Look through the records that follow. Copy every line containing the word "words".

--- SOURCE MATERIAL ---

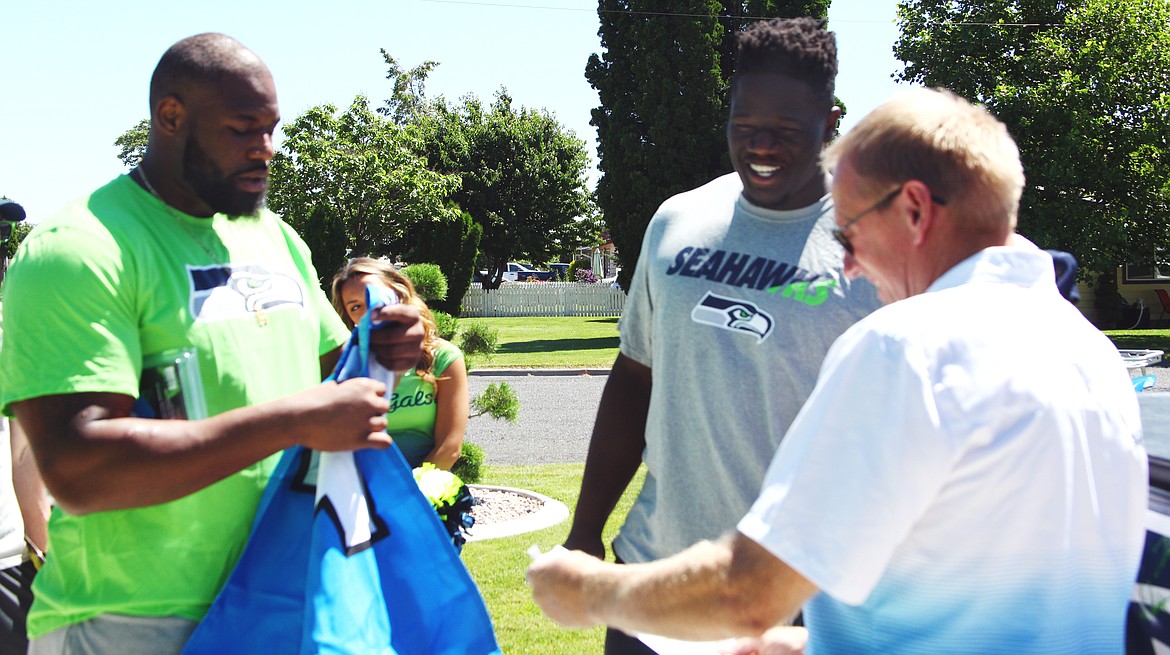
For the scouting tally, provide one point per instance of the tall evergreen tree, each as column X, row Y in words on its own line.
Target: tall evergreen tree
column 663, row 82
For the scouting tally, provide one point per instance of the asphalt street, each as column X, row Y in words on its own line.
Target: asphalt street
column 557, row 409
column 556, row 418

---

— WRITTEN RESPONSE —
For the scouting tally, provide one point per instance of the tall evergreen tree, each as column X, row Y in words on its own line.
For the scouting tally, provide one point per instance of the asphalt street, each as column X, row Y in words on its own line.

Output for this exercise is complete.